# Passage provided
____________

A tendency to sap the foundation upon which rest the pillars of morality, and to poison the minds of youth, seems to be a prevailing vice. High literary attainments, great mental powers, have been brought into the arena to battle for crime, lasciviousness, and vice. In all ages the vile corruption of man’s nature, aided by genius and talent, has been manifested in the production of things evil. The rapid and, we may say, alarming increase of crime, the callousness manifested at the recital of human suffering, the want, or, rather, the absence, of a correct moral standard in every thing appertaining to social life, the sneering at the tenets of our holy religion, the assumption as it were of omniscient powers on the part of sinful men, have led to a state of things which will require stronger measures than that of mere reasoning to remedy.

____________

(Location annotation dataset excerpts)
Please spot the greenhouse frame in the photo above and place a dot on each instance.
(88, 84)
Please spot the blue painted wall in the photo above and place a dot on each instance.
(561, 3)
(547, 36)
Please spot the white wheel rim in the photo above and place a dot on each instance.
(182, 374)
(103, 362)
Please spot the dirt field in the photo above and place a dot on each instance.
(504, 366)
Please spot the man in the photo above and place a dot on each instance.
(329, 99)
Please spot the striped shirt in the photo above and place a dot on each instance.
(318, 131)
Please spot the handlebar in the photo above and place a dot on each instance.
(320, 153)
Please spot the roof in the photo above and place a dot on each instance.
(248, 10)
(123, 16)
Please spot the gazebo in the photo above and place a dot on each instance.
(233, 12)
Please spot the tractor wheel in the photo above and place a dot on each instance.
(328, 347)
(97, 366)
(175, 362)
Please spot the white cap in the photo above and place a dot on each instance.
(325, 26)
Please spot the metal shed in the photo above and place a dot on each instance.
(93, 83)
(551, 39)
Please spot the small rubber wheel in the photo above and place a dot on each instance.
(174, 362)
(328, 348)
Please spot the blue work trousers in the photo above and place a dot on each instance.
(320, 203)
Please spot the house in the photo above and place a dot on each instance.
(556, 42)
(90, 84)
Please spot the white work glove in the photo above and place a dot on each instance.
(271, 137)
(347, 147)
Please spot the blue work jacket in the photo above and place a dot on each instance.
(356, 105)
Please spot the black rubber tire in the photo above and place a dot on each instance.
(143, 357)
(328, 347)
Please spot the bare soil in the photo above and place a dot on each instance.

____________

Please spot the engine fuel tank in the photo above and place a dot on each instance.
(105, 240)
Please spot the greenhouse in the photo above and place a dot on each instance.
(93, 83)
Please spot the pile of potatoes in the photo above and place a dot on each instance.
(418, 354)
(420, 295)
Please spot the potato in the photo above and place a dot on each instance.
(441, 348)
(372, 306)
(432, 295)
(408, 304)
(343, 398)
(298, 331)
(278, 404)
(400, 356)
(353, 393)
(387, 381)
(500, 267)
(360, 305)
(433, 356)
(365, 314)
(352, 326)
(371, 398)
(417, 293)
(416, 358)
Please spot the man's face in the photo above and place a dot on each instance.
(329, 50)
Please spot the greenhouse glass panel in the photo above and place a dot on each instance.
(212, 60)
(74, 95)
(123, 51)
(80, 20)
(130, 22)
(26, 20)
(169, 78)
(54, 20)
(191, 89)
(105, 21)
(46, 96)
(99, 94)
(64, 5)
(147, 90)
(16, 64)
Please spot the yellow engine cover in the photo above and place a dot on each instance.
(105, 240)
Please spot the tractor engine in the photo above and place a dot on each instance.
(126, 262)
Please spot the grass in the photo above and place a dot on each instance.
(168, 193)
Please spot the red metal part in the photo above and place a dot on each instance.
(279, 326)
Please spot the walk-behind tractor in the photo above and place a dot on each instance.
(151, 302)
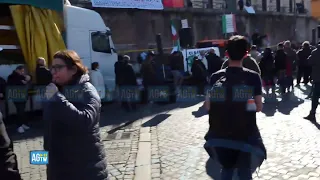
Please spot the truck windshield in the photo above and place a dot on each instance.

____________

# Stated exercise
Resume the passage on moral decline and corrupting literature, picking up after its final sentence.

# Result of the task
Our streets of a night are flooded with the daughters of vice; temples are dedicated to licentiousness, sanctioned by the authorities, who grant them “license” as it were to corrupt youth and demoralize the masses. Intemperance and pauperism are the results of the “law’s license” to common crime. Thus the dark shadow of vice extends its fatal power over that portion of the human family from whose domestic circle the voice of prayer never ascends. There instead is heard the sound of rattling glasses: loud oaths, the bacchanalian song, there throw around the circle of which they form the nucleus an atmosphere to poison and destroy. Much of all this can be traced to the estimate men place upon the modern mode of education. If genius invents something that places vice in a brilliant light, in and through which all that is startling in picture-view or description presents new features to the novice in licentiousness, it becomes at once an institution from whence flows a stream that poisons a city. In an instant these productions take miniature shapes: art combines with the genius of the originators, and, lo! they go forth through the post, spreading ruin and desolation everywhere. It is that very facility which the post affords that gives power and influence to these fiends; and, alas! how many, dazzled by the “refinement of vice,”—refined by the touch of art,—fall into the snare by the very excitement they produce! Many of these photographs of the more vile character reach “young ladies’ seminaries.” Many books of a similar character find their way hither, and thus corruption works its way to the ruin of their inmates.

We would have—what under no other circumstance would we suggest to the department—an espionage over all suspicious postal matter.

ESPIONAGE OVER THE POST-OFFICE IN FRANCE.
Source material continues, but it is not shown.